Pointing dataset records

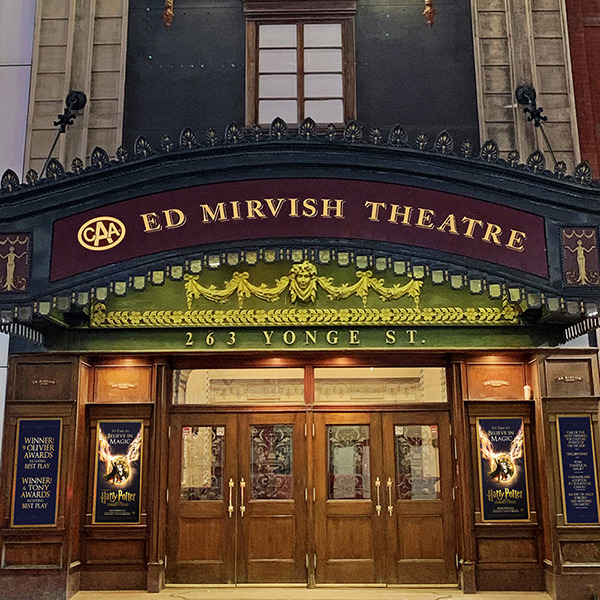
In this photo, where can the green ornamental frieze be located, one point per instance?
(303, 295)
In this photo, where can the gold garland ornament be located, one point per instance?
(429, 12)
(168, 14)
(302, 282)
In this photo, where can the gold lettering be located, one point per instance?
(310, 207)
(332, 337)
(395, 213)
(450, 224)
(471, 226)
(492, 234)
(172, 224)
(375, 206)
(424, 219)
(235, 207)
(337, 206)
(151, 222)
(219, 213)
(515, 241)
(255, 208)
(275, 209)
(311, 336)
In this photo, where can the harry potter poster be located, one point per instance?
(118, 477)
(37, 467)
(502, 472)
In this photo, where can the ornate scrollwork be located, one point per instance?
(398, 137)
(121, 154)
(353, 132)
(303, 317)
(421, 141)
(188, 139)
(32, 177)
(489, 151)
(513, 158)
(9, 181)
(444, 144)
(536, 162)
(375, 136)
(302, 283)
(233, 133)
(166, 143)
(99, 158)
(278, 129)
(583, 173)
(308, 129)
(54, 170)
(142, 147)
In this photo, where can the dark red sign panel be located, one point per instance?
(299, 208)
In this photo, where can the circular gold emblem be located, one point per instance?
(101, 233)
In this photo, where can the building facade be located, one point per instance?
(290, 299)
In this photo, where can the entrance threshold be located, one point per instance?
(264, 592)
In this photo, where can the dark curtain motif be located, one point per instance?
(271, 462)
(349, 476)
(203, 463)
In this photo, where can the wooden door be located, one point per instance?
(349, 522)
(419, 508)
(272, 512)
(201, 534)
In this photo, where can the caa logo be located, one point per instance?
(101, 233)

GIVEN INSTRUCTION
Omit the pictures and give the material again, exactly and in full.

ANSWER IN FULL
In this photo, where can the green ornamental frieze be located, one point per instance?
(303, 295)
In this photo, where can the gold garland ornament be located, one point per instance?
(429, 12)
(168, 14)
(302, 282)
In this photo, where can the gold lettering be located, one point per instance?
(310, 207)
(332, 337)
(395, 213)
(450, 224)
(471, 226)
(492, 234)
(172, 224)
(375, 206)
(424, 219)
(235, 207)
(337, 206)
(151, 222)
(219, 213)
(515, 241)
(255, 208)
(275, 209)
(311, 336)
In this photo, where can the harry potter poster be located, one point per instance?
(118, 477)
(37, 467)
(502, 472)
In this photo, where can the ornate scrollwork be located, one point per instance?
(398, 137)
(121, 154)
(353, 132)
(303, 317)
(421, 141)
(188, 139)
(32, 177)
(489, 151)
(513, 158)
(9, 181)
(444, 144)
(536, 162)
(375, 136)
(302, 283)
(233, 133)
(166, 143)
(99, 158)
(278, 129)
(583, 173)
(308, 129)
(54, 170)
(142, 147)
In this photo, where can the dark red sign panel be located, one point per instance?
(299, 208)
In this photo, where can the circular gold emblem be located, one point per instance?
(101, 233)
In this photo, where can the building facade be located, one point per instance?
(290, 299)
In this photo, where can the entrance threshold be located, one point per instance?
(264, 592)
In this photo, where can the dark curtain motif be located, one point per instance?
(271, 462)
(349, 476)
(203, 463)
In this photo, where can the wooden door be located, one point per instance?
(349, 522)
(419, 508)
(272, 512)
(201, 534)
In this photo, where can the caa logo be located, one point per instance?
(101, 233)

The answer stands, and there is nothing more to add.